- [SOURCE]:
..............................
Good day, afternoon or evening, folks. James Henry Harrison Jr., an extraordinary football player for the Pittsburgh Steelers as well as a name that exudes toughness and strength for the National Football League brand, has done what most Pittsburgh Steelers loyalists view as unthinkable. Harrison’s badly wounded ship was in need of repairs and rejuvenation, and it sailed into the Boston harbor Tuesday, Dec. 26, with a welcoming committee from the New England Patriots, grinning like a kennel full of Cheshire Cats. Advantage Belichick.
The very team that may have feared him most has signed him to bear arms against the former army for which he fought so hard. The so-called competitive “corpse” of James Harrison was left at the scene of a battle to be devoured by the carrion crows in the dark of night, but when the bright morning sun again shined on the battlefield the “corpse” had climbed back upon on his horse, again primed for battle. No, the “British are not coming,” but rest assured that James Harrison will be.
How he was given the freedom to “defect” to the Patriots or any other AFC contender was, is and will always be beyond my comprehension. Sooner or later, Harrison was going to be too slow for a game that has always, for the sake of competition, geared toward younger hearts and legs. But this was not the time of the season to lose the heart and pulse of your defense.
..............................
- [DATA]:
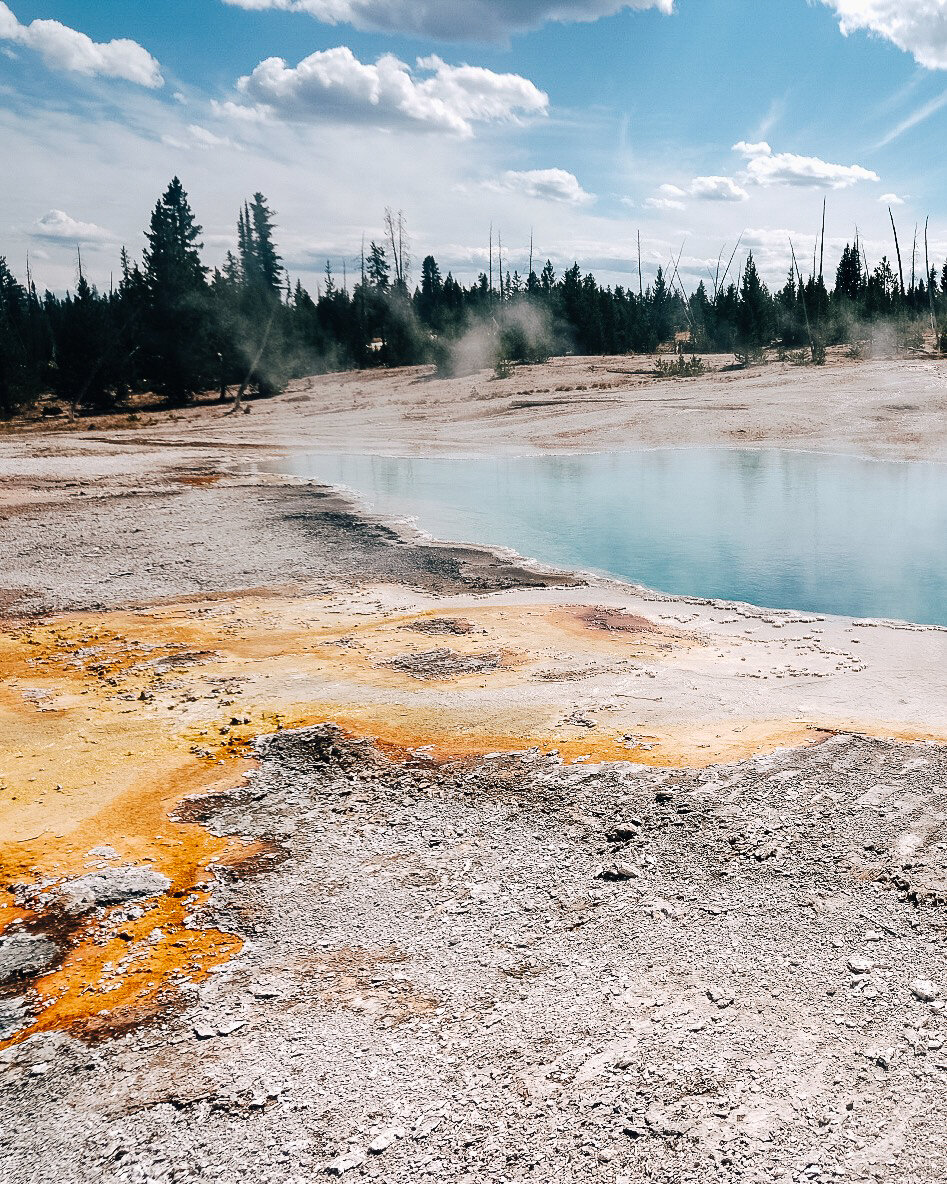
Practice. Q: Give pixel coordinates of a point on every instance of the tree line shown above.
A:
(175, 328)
..............................
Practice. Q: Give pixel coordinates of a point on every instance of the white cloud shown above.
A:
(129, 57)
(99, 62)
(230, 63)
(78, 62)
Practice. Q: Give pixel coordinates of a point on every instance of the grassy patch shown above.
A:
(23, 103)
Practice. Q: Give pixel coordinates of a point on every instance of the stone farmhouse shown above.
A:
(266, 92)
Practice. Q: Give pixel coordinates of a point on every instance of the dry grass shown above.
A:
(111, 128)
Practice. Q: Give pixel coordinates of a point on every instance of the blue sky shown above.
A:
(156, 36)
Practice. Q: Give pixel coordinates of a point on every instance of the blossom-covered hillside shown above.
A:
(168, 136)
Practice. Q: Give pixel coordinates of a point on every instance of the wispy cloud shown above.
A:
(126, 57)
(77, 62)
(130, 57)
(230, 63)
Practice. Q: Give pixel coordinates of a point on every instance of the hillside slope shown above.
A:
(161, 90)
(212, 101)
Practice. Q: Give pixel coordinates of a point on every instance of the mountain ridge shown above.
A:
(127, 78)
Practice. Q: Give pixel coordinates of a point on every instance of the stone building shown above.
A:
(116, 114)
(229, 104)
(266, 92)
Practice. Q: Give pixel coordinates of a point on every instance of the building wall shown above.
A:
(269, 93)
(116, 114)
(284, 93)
..............................
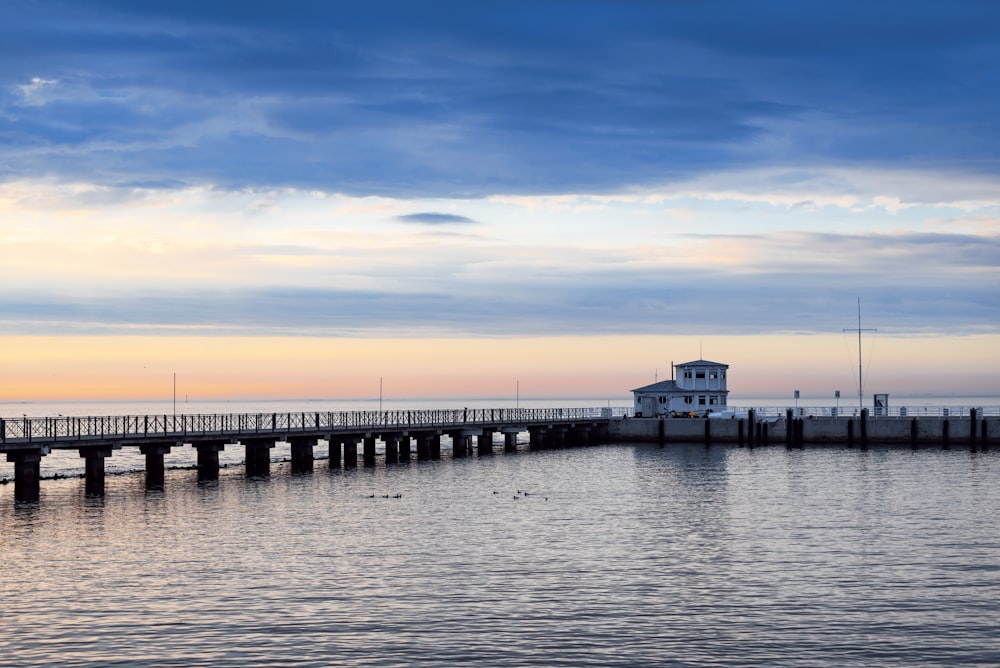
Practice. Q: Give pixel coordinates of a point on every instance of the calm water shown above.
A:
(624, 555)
..............................
- [WORK TO DO]:
**a.** Answer these from the piece on James Harrison:
(i) Which team did Harrison play for before the move?
(ii) On what date did he sail into the Boston harbor?
(iii) What did the writer say Harrison was going to be, sooner or later?
**b.** From the piece on James Harrison, write out the passage between "The very team" and "of your defense.", inclusive, with "carrion crows" swapped for "vultures".
**c.** Shorten the paragraph of the piece on James Harrison that begins "How he was given the freedom", keeping its main facts.
The material has nothing to do with the piece on James Harrison.

- [RESPONSES BY TASK]:
**a.**
(i) The Pittsburgh Steelers
(ii) Tuesday, Dec. 26
(iii) Too slow for the game

**b.**
The very team that may have feared him most has signed him to bear arms against the former army for which he fought so hard. The so-called competitive “corpse” of James Harrison was left at the scene of a battle to be devoured by the vultures in the dark of night, but when the bright morning sun again shined on the battlefield the “corpse” had climbed back upon on his horse, again primed for battle. No, the “British are not coming,” but rest assured that James Harrison will be.
How he was given the freedom to “defect” to the Patriots or any other AFC contender was, is and will always be beyond my comprehension. Sooner or later, Harrison was going to be too slow for a game that has always, for the sake of competition, geared toward younger hearts and legs. But this was not the time of the season to lose the heart and pulse of your defense.

**c.** The writer cannot understand how Harrison was allowed to "defect" to the Patriots or another AFC contender. He would eventually have become too slow for a game geared toward younger players, but this point in the season was the wrong time to lose the heart and pulse of the defense.